# Questions on the material:
[1] Translate into Spanish this sentence from the passage about Srila Prabhupada and Keith: "So Keith became the dependable cook and housekeeper in Prabhupada's apartment."
[2] Write the next part of the passage about Srila Prabhupada and Keith, beginning after its final sentence.

# Reading text:
------------------------------------------------------------------------
After a year long struggle, Srila Prabhupada's mission of transplanting Krsna consciousness from India to America won its first dedicated supporters.

In Keith Prabhupada had a serious follower. Within a week of their meeting Keith had moved out of the Mott Street apartment and was living with Prabhupada. He still dressed ill his ragged denim shorts and T-shirt, but he began to do all the Swami's shopping and cooking. While in India, Keith had learned some of etiquette of reverence toward a holy man and the principles of discipleship. His friends watched him curiously as he dedicated himself to the Swami.

Keith: I saw that he was cooking, so I asked if I could help. And he was very happy at the suggestion. He showed me how to make capatis without a rolling pin by pressing out the dough with your fingers. Every day we would make capatis,rice, dal, and curries.

So Keith became the dependable cook and housekeeper in Prabhupada's apartment. Meanwhile, at the Mott Street apartment, the boys' favorite topic for discussion was their relationship with the Swami. Everyone thought it was a serious relationship. They knew Swamiji was guru. And when they heard that he would he giving daily classes at 6 a.m. up in his apartment, they were eager to attend.
------------------------------------------------------------------------
# Source material:

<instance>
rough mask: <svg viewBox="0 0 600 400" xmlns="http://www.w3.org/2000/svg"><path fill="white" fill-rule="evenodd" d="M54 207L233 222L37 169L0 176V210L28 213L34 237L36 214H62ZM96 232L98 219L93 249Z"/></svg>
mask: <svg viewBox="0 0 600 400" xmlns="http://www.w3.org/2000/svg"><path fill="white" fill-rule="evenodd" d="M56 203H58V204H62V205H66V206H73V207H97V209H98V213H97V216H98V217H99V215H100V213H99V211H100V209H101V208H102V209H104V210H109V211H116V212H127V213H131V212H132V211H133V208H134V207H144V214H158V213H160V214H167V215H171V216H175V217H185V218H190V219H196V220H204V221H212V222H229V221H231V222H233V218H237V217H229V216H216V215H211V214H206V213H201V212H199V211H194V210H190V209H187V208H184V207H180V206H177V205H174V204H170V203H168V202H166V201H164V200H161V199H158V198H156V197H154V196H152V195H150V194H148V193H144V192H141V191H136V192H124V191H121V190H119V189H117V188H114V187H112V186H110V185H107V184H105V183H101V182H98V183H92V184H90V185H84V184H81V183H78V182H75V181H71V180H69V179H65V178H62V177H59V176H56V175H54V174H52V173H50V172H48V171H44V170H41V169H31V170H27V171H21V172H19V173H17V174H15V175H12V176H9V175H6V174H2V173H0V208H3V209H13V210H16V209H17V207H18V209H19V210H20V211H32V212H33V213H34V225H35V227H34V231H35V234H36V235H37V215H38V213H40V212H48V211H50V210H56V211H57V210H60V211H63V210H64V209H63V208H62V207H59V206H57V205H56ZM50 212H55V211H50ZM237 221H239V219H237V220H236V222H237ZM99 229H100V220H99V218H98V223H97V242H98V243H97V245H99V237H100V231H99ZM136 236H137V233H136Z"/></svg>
------------------------------------------------------------------------
# Expected results:
[1] Así, Keith se convirtió en el cocinero y encargado de la casa de confianza en el apartamento de Prabhupada.

[2]
Keith: I used to walk along the Bowery and look for flowers for him. When there were no flowers, I would take a straw or some grass. I loved going over there in the morning.

Chuck: I brought a few grapes and came to the Swami's door. This was all new. Previously I would always walk toward McDougall Street, toward Bohemia, aesthetic New York and now I walked to the Lower East Side toward the business district, where there were no artists or musicians, but simply straight buildings. And somehow, outside the carnival atmosphere, there was the richest attraction for the senses and the heart.

Howard: I would walk very briskly over to Swamiji's, chanting Hare Krsna, feeling better than ever before. Miraculously, the Lower East Side no longer looked drab. The sidewalks and buildings seemed to sparkle, and in the early morning before the smog set in, the sky was red and golden.

Chuck: I came into the hall of his building, and there were many, many names printed on plaques over the mail-boxes. I immediately found the name. "A.C. Bhaktivedanta Swami," handwritten on a slip of torn paper, slipped into one of the slots. I rang the buzzer and waited. After a few moments, the door buzzed loudly, and I entered through the security lock. I walked through the small garden into the rear building and upstairs.

Prabhupada held his classes for almost two months in the privacy of his room, the same room where he typed and talked to guests. To Keith it was not simply a class in philosophy but a mystical experience of sweetness.

Keith: The sound of his voice, the sun coming up . . . we'd chant for a few minutes, softly clapping hands, and Swamiji would speak. The thing that got me most was simply the sound of his voice, especially while he was chanting Sanskrit. It was like music.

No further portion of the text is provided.